** EXERCISE PROMPT **
Give the rows below again with every "photo" swapped for "image" and everything else unchanged. Leave the pictures out.

___ DATA PROVIDED

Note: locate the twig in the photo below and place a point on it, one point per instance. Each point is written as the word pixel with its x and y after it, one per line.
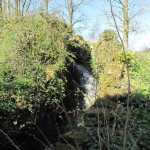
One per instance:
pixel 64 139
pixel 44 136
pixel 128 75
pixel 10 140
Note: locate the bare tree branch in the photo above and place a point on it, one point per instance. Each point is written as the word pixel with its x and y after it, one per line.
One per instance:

______

** RESULT OF THE TASK **
Note: locate the twig in the image below and place a point on it, one point per instance. Each point is written as the word pixel with its x and y after it, one per line.
One per instance:
pixel 64 139
pixel 44 136
pixel 128 75
pixel 10 140
Note: locate the bare tree branch in the image above and place a point on it, one point per instance. Each point is written as the word pixel with its x and y after it, one per line.
One per instance:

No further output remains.